Collect every line in the entries below that contains the word "green", treating uppercase and lowercase as different.

**MATERIAL SHOWN:**

━━━━━━━━━━━━━━━━━━━━━━━━━━━━━━

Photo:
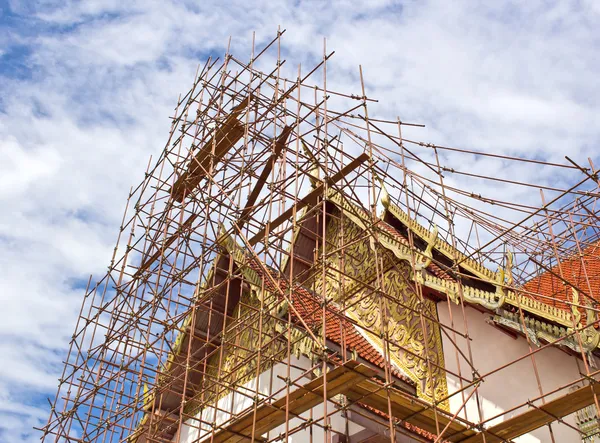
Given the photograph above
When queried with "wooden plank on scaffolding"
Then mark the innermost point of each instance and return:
(301, 399)
(407, 408)
(539, 416)
(225, 136)
(310, 198)
(262, 179)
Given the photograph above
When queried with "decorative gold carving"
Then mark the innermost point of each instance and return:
(536, 330)
(409, 344)
(490, 300)
(590, 337)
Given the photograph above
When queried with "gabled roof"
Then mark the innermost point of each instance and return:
(307, 309)
(544, 318)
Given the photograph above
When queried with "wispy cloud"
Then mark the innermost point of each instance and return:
(86, 90)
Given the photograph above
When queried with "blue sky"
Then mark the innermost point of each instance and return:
(86, 89)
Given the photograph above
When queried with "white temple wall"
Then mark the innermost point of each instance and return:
(194, 430)
(511, 386)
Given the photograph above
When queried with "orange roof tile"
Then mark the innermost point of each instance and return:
(337, 325)
(577, 271)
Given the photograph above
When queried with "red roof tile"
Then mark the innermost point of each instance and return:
(309, 308)
(577, 271)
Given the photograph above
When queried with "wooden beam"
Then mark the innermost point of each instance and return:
(408, 408)
(310, 198)
(223, 139)
(537, 417)
(262, 179)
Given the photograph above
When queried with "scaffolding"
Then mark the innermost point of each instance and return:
(226, 262)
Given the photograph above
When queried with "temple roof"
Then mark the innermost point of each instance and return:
(580, 271)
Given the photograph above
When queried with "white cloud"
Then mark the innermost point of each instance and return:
(516, 78)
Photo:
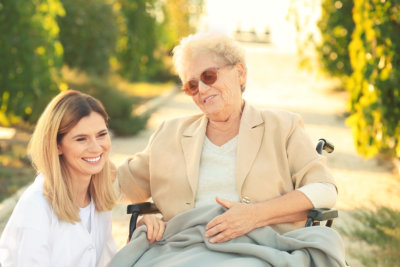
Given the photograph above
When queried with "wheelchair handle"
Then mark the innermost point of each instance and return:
(324, 145)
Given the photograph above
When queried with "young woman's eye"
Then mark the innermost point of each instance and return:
(103, 134)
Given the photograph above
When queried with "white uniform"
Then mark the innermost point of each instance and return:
(34, 236)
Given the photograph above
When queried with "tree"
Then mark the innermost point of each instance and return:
(88, 34)
(374, 85)
(31, 56)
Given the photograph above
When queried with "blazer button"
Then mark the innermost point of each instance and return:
(245, 200)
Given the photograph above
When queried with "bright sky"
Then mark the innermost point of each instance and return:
(227, 15)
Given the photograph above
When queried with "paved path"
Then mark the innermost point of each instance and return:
(275, 82)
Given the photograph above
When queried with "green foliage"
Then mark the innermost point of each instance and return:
(180, 19)
(30, 57)
(336, 26)
(374, 85)
(381, 230)
(139, 53)
(88, 34)
(117, 104)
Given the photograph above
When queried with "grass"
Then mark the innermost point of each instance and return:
(15, 167)
(381, 231)
(118, 96)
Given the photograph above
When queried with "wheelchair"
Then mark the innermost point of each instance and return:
(314, 217)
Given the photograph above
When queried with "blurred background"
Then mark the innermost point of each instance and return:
(337, 63)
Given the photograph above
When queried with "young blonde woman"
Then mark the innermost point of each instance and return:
(64, 217)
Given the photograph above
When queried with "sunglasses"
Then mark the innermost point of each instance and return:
(208, 77)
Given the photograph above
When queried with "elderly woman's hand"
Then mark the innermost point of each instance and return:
(238, 220)
(155, 227)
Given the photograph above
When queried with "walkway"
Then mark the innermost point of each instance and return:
(275, 82)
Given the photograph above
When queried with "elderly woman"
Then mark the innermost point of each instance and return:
(260, 165)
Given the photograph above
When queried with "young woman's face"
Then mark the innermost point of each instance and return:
(86, 147)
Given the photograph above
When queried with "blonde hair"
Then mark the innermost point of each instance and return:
(217, 43)
(59, 117)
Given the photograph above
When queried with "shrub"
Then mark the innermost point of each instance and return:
(139, 54)
(374, 85)
(88, 34)
(118, 105)
(30, 57)
(336, 26)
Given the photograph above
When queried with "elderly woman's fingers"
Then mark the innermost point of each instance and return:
(161, 230)
(155, 227)
(238, 220)
(225, 203)
(215, 229)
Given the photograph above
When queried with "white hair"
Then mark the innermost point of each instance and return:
(220, 45)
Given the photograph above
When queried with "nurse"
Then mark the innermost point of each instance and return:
(64, 217)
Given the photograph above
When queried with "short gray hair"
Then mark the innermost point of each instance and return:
(217, 43)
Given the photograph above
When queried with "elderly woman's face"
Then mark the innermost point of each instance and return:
(222, 98)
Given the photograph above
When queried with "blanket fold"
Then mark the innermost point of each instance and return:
(184, 244)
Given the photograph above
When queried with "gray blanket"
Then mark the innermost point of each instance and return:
(184, 244)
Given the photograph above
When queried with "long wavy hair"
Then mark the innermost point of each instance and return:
(59, 117)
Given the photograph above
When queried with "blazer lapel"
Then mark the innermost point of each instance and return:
(250, 138)
(192, 146)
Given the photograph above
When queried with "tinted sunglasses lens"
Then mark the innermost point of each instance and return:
(191, 87)
(209, 76)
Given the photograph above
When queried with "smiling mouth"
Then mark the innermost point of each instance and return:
(208, 99)
(92, 160)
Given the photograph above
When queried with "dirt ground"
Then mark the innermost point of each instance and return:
(274, 81)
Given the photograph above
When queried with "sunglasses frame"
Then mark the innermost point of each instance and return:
(196, 91)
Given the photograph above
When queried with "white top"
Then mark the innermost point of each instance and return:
(217, 177)
(217, 173)
(34, 236)
(84, 214)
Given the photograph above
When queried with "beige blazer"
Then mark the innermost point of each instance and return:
(275, 156)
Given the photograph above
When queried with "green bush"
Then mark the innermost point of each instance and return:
(118, 105)
(139, 51)
(381, 230)
(374, 85)
(336, 26)
(88, 34)
(30, 57)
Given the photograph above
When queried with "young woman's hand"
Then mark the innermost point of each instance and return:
(155, 227)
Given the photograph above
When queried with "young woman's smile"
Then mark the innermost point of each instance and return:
(86, 146)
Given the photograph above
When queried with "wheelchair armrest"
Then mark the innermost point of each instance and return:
(139, 209)
(315, 216)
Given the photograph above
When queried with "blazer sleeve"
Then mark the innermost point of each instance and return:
(133, 174)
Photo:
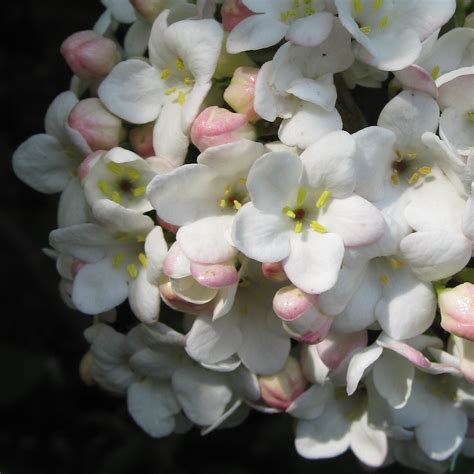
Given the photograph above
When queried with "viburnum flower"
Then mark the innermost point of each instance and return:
(303, 212)
(302, 22)
(389, 33)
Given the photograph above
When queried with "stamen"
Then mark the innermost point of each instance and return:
(143, 259)
(118, 260)
(114, 168)
(140, 191)
(435, 72)
(288, 212)
(165, 74)
(132, 270)
(317, 227)
(323, 199)
(302, 193)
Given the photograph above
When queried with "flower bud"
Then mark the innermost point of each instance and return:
(89, 55)
(457, 310)
(290, 303)
(141, 140)
(241, 92)
(101, 129)
(233, 12)
(280, 390)
(215, 126)
(274, 271)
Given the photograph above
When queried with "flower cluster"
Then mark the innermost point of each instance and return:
(203, 165)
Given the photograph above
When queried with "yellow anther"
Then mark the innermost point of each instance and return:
(323, 199)
(383, 22)
(394, 178)
(120, 236)
(414, 178)
(378, 4)
(132, 173)
(179, 63)
(316, 226)
(395, 263)
(143, 259)
(118, 260)
(165, 74)
(301, 196)
(140, 191)
(114, 168)
(424, 170)
(357, 6)
(435, 72)
(104, 187)
(132, 270)
(288, 212)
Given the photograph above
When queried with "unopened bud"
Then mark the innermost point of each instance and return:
(281, 389)
(215, 126)
(240, 93)
(274, 271)
(89, 55)
(457, 310)
(233, 12)
(141, 140)
(101, 129)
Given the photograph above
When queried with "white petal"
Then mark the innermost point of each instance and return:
(133, 91)
(152, 406)
(314, 261)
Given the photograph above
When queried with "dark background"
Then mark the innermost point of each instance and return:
(50, 422)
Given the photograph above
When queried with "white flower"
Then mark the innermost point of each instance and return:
(389, 32)
(303, 212)
(303, 22)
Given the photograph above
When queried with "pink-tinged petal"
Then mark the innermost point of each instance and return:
(417, 78)
(311, 30)
(311, 327)
(274, 272)
(314, 261)
(217, 275)
(262, 237)
(176, 264)
(337, 347)
(205, 240)
(290, 303)
(355, 220)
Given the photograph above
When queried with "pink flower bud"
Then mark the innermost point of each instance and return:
(101, 129)
(141, 140)
(274, 271)
(290, 303)
(216, 126)
(148, 9)
(282, 389)
(457, 310)
(240, 93)
(233, 12)
(89, 55)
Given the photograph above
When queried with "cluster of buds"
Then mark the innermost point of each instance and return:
(205, 166)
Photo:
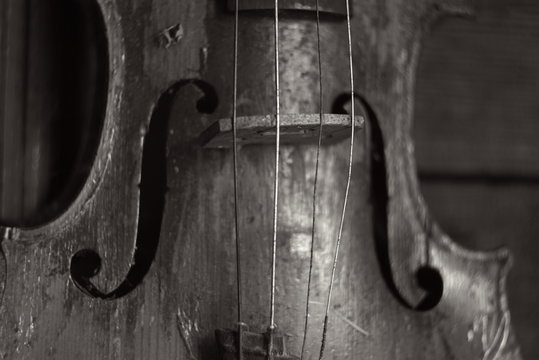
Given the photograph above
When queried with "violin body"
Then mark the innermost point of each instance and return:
(142, 264)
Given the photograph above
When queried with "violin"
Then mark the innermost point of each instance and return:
(254, 195)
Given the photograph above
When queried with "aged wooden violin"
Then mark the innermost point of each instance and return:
(254, 196)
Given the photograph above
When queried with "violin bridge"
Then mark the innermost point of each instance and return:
(254, 345)
(294, 129)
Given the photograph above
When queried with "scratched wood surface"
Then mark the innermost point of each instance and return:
(170, 69)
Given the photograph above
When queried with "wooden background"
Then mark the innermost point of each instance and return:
(476, 129)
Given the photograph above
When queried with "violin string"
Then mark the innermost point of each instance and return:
(341, 225)
(315, 192)
(236, 193)
(276, 184)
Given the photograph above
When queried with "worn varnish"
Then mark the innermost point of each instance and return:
(159, 221)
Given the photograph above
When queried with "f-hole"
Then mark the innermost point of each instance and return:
(86, 263)
(427, 277)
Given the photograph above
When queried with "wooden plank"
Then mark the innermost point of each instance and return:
(476, 107)
(483, 216)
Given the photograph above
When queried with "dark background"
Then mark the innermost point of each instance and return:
(476, 126)
(477, 142)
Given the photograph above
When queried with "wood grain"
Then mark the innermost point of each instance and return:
(189, 290)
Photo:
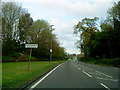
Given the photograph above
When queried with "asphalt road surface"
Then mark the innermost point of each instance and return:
(75, 74)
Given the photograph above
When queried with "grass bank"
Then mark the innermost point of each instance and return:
(114, 62)
(17, 74)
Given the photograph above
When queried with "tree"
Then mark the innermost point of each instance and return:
(11, 12)
(24, 25)
(86, 30)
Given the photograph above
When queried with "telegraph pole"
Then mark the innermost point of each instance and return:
(51, 44)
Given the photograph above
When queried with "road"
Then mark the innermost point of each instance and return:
(75, 74)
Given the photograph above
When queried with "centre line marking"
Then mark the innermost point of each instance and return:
(105, 86)
(44, 77)
(87, 74)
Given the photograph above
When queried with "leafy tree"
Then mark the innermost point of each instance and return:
(24, 26)
(86, 29)
(11, 12)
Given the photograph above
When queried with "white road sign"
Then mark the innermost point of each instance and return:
(31, 45)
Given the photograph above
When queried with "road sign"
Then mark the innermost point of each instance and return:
(50, 50)
(31, 45)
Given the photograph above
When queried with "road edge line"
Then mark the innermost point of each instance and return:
(105, 86)
(87, 74)
(44, 77)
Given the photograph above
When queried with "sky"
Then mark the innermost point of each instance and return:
(64, 14)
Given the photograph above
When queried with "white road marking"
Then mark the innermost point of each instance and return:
(107, 79)
(105, 86)
(44, 77)
(79, 68)
(104, 74)
(87, 74)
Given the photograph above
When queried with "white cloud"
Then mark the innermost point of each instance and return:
(64, 14)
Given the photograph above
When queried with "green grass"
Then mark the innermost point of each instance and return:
(104, 62)
(17, 74)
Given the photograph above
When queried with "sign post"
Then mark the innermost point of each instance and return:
(30, 46)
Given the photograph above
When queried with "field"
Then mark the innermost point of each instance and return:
(16, 74)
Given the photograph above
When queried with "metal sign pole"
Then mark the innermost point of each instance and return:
(29, 58)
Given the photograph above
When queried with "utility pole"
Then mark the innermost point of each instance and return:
(51, 44)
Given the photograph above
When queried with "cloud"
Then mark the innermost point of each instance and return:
(64, 14)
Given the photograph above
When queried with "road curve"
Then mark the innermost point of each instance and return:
(75, 74)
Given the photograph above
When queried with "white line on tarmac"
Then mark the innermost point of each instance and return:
(107, 79)
(87, 74)
(44, 77)
(105, 86)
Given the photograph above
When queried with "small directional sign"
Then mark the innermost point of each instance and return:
(31, 45)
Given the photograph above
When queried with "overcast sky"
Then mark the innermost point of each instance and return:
(64, 14)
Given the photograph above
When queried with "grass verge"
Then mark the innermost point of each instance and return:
(114, 62)
(17, 74)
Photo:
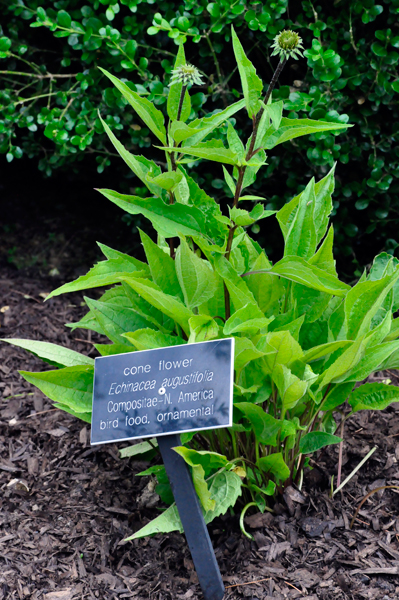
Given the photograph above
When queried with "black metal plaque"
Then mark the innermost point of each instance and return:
(163, 391)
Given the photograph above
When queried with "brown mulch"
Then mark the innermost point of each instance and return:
(65, 507)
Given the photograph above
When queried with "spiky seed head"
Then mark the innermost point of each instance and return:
(287, 44)
(187, 75)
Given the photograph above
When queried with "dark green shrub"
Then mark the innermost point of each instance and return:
(352, 58)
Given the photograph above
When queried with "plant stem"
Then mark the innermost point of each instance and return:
(179, 110)
(339, 473)
(241, 171)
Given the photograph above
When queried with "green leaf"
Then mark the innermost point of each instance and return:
(244, 352)
(148, 339)
(111, 349)
(292, 128)
(235, 144)
(364, 300)
(291, 389)
(198, 475)
(337, 396)
(224, 490)
(324, 349)
(71, 387)
(140, 166)
(104, 273)
(248, 319)
(252, 86)
(299, 270)
(175, 93)
(279, 348)
(151, 116)
(202, 328)
(211, 150)
(266, 289)
(264, 426)
(208, 123)
(202, 463)
(315, 440)
(373, 358)
(274, 464)
(209, 209)
(323, 206)
(51, 353)
(162, 267)
(169, 221)
(139, 450)
(373, 396)
(343, 364)
(195, 276)
(116, 320)
(301, 238)
(169, 305)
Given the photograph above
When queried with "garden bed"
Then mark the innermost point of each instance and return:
(61, 525)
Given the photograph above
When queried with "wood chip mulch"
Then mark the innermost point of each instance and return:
(65, 507)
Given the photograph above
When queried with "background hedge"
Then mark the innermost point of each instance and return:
(51, 90)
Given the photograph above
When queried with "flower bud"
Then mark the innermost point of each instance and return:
(287, 44)
(187, 75)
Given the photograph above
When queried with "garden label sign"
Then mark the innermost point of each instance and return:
(163, 393)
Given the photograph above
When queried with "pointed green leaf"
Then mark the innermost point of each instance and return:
(324, 350)
(372, 361)
(104, 273)
(140, 165)
(195, 276)
(315, 440)
(208, 123)
(244, 352)
(151, 116)
(291, 388)
(301, 238)
(162, 267)
(343, 364)
(323, 207)
(169, 305)
(116, 320)
(51, 353)
(265, 427)
(373, 396)
(279, 348)
(299, 270)
(211, 150)
(148, 339)
(168, 220)
(202, 328)
(364, 300)
(248, 319)
(224, 489)
(274, 464)
(71, 387)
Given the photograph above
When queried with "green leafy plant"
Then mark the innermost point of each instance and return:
(303, 338)
(51, 89)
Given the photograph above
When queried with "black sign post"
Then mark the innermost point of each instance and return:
(165, 392)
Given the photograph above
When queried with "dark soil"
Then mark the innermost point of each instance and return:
(65, 507)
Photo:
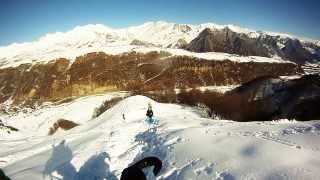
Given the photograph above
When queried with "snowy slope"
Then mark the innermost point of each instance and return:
(191, 147)
(95, 38)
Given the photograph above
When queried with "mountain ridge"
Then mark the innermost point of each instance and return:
(94, 38)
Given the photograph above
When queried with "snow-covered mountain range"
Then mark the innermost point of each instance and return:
(93, 38)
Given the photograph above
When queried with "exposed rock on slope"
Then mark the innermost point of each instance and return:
(98, 72)
(268, 98)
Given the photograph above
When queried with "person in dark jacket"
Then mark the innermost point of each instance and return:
(149, 114)
(134, 172)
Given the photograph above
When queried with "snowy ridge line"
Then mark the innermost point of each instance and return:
(189, 146)
(95, 38)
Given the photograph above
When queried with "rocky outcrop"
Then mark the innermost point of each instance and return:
(98, 72)
(271, 98)
(228, 41)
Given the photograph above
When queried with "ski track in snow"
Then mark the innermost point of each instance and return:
(191, 147)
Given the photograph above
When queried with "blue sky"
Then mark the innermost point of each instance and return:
(27, 20)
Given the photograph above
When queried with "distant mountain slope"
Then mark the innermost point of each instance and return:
(228, 41)
(94, 38)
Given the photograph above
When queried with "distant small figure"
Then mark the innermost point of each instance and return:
(149, 114)
(134, 172)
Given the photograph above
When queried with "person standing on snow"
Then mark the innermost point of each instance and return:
(149, 114)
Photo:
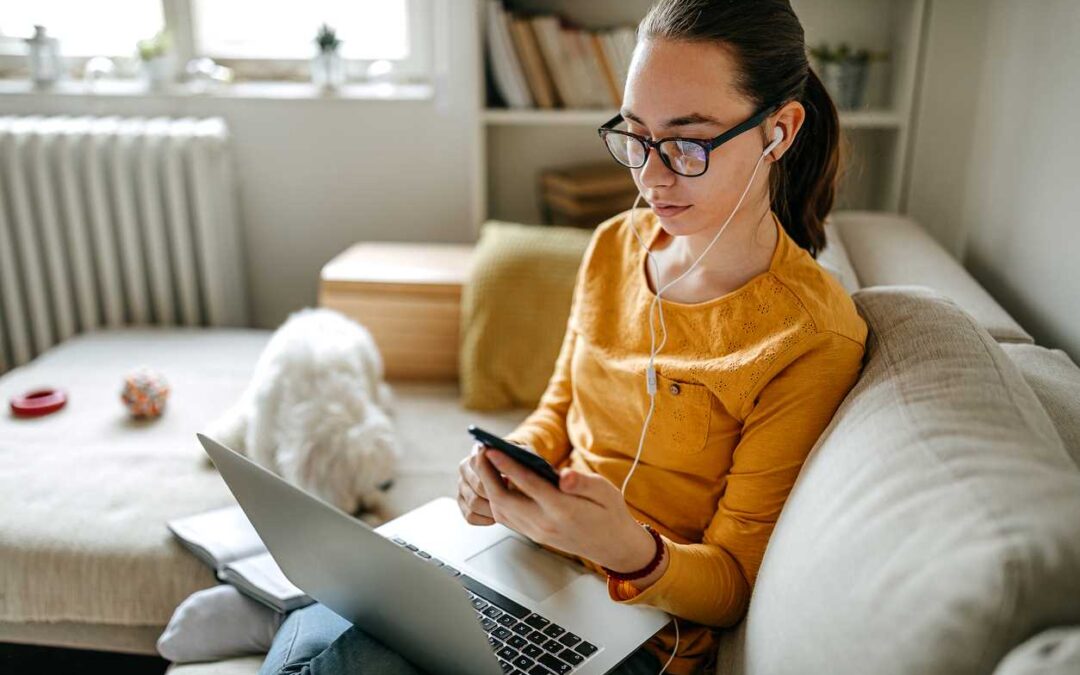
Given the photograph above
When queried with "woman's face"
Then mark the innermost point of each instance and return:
(685, 89)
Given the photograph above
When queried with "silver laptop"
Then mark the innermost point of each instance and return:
(449, 596)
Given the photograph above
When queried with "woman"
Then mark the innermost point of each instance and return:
(751, 343)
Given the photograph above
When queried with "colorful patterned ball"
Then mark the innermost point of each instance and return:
(145, 393)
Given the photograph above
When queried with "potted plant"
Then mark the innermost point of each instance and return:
(842, 71)
(327, 68)
(157, 59)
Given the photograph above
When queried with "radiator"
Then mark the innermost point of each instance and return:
(108, 221)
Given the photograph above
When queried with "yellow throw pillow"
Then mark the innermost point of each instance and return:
(514, 308)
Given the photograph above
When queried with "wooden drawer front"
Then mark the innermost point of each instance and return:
(417, 334)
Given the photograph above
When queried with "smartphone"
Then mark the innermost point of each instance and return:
(534, 461)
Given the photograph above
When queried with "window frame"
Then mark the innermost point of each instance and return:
(418, 67)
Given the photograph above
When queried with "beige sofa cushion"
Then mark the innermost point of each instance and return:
(85, 558)
(834, 257)
(890, 250)
(1055, 651)
(242, 665)
(1055, 380)
(933, 525)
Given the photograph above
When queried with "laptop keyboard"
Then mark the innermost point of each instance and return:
(524, 640)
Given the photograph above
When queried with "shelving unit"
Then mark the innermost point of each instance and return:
(516, 144)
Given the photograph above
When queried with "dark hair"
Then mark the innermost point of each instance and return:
(767, 43)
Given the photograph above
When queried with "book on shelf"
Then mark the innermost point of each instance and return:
(543, 61)
(585, 194)
(227, 542)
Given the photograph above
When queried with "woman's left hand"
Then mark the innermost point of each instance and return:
(585, 515)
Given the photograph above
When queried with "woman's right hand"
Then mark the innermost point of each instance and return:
(471, 498)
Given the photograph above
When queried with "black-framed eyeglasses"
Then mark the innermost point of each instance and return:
(686, 157)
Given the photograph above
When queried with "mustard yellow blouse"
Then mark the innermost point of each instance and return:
(746, 382)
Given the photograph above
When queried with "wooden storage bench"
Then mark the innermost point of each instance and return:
(408, 296)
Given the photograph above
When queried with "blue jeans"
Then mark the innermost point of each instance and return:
(314, 640)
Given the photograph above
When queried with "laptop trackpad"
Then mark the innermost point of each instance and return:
(525, 567)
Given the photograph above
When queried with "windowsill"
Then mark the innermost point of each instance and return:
(248, 90)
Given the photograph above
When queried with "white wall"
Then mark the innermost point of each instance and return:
(318, 175)
(995, 167)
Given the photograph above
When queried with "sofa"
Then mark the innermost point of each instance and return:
(934, 527)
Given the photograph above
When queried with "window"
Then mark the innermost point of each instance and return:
(100, 27)
(258, 40)
(369, 29)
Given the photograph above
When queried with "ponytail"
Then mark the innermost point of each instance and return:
(767, 41)
(804, 186)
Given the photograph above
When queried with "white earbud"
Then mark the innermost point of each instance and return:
(778, 136)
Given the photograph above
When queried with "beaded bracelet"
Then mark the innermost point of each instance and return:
(645, 571)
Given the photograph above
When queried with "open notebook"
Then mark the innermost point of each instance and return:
(226, 541)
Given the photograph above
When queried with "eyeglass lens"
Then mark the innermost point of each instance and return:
(684, 157)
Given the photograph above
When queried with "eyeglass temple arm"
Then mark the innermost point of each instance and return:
(610, 123)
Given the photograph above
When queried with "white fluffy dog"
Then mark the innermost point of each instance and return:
(316, 410)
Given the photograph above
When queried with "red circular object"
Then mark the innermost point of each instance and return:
(38, 403)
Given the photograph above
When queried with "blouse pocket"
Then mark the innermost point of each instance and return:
(682, 416)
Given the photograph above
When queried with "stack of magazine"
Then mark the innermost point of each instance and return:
(225, 540)
(547, 62)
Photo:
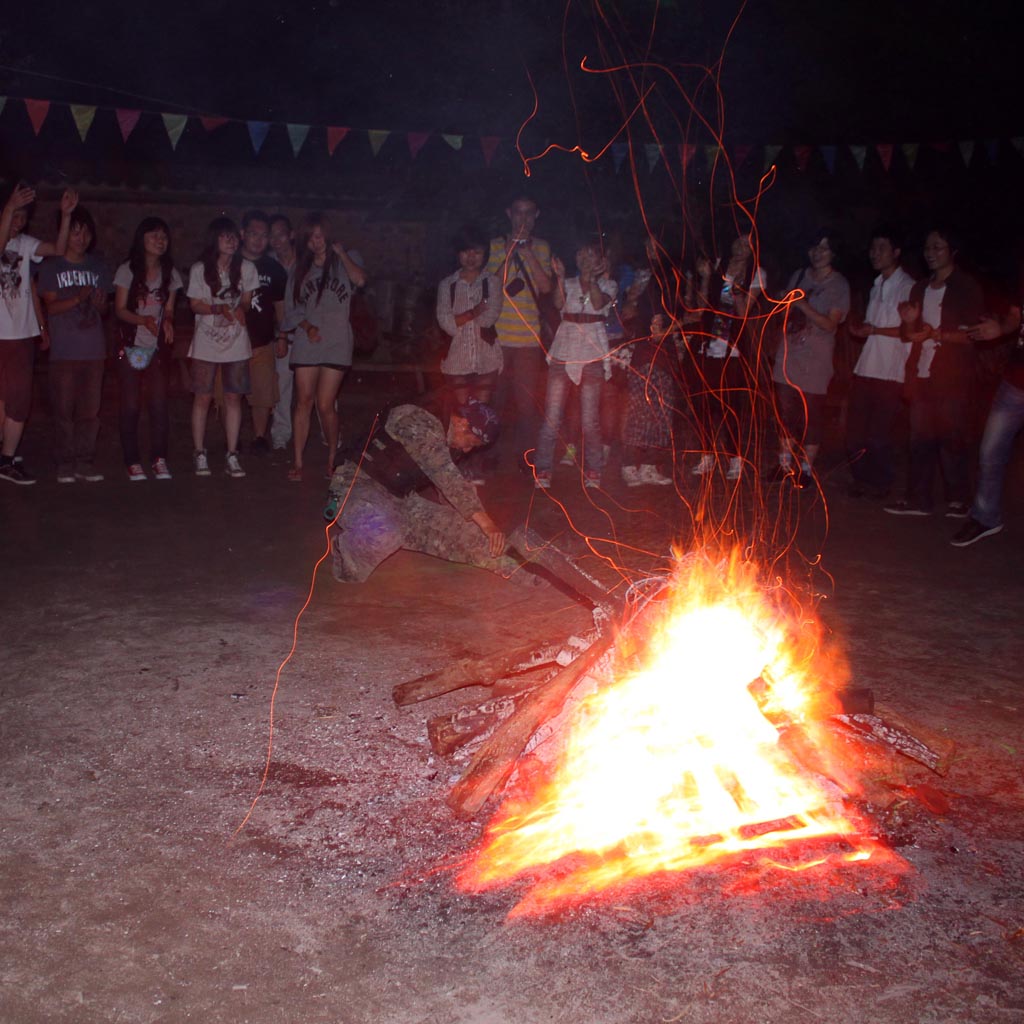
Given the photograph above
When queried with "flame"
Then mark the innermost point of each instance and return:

━━━━━━━━━━━━━━━━━━━━━━━━━━━━━━

**ANSWER TO THIS PROBLEM:**
When queried with "green foliage"
When queried with "green bush"
When queried with "green grass"
When queried with "dark green shrub"
When queried with "green leaf"
When queried with "pointed green leaf"
When queried with "green leafy plant"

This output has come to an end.